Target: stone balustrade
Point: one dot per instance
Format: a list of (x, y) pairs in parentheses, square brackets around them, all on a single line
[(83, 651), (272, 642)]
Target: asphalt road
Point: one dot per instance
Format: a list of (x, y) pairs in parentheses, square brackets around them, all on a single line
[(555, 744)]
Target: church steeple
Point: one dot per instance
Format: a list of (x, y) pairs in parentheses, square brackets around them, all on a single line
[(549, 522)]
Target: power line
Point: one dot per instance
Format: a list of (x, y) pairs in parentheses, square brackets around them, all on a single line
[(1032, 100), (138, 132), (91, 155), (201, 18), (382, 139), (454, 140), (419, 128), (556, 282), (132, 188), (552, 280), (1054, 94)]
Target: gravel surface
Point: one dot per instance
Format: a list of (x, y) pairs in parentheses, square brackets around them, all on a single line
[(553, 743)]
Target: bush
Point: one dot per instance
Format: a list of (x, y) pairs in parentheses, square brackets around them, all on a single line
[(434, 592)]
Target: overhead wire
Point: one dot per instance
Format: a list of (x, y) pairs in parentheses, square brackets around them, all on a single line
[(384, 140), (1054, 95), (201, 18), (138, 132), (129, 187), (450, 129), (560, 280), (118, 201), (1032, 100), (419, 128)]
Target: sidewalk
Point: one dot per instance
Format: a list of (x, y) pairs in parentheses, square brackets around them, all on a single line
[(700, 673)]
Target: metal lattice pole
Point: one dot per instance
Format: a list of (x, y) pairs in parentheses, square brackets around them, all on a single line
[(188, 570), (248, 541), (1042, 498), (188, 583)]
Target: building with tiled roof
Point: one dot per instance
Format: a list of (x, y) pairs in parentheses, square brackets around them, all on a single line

TASK OBJECTIVE: Each line of the data is to be output exactly, with none skipped.

SOLUTION TO THIS PROBLEM:
Target: stone balustrade
Point: one dot per instance
Format: a list of (x, y) pairs in parentheses, square brackets around them, all on a single line
[(83, 651), (272, 642)]
Target: asphalt road
Point: one dot per instance
Format: a list of (x, y) pairs in parentheses, square brackets around them, all on a single line
[(555, 744)]
Target: church steeple
Point: one dot per instance
Format: a list of (x, y) pairs in parentheses, square brackets around them, all on a single line
[(549, 522)]
Target: power line
Point: one dot per instance
Format: a list of (x, y) pairs in parentheses, square brackets around them, all on a single line
[(1032, 100), (138, 132), (91, 155), (201, 18), (382, 139), (454, 140), (419, 128), (556, 282), (132, 188), (552, 280), (1054, 94)]
Target: gravel surface
Point: one dot per instance
Format: a list of (x, y) pairs in parentheses, square brackets around them, all on a single line
[(553, 743)]
Target: bush
Point: one dot per instance
Format: a list of (x, y) pairs in parentheses, square brackets around them, all on a single line
[(434, 592)]
Target: overhead wire
Point: one dot per instance
Format: a list of (x, y) pairs in parentheses, square brackets around them, all on a single line
[(384, 140), (1054, 95), (201, 18), (138, 132), (129, 187), (450, 129), (560, 280), (118, 201), (1032, 100), (419, 128)]
Target: sidewalk
Point: one dot per instance
Format: a list of (x, y) pairs in parentheses, square brackets around them, all on a single line
[(700, 673)]
Target: metal lattice pole
Point: one dot per instance
Format: a list of (x, y) pairs in parentheses, square brackets around them, all on a single line
[(188, 570), (248, 541), (1042, 498), (188, 583)]
Target: building with tiled roof
Point: one dot per instance
Format: a list of (x, y) pairs in parentheses, square brackets around them, all on a single line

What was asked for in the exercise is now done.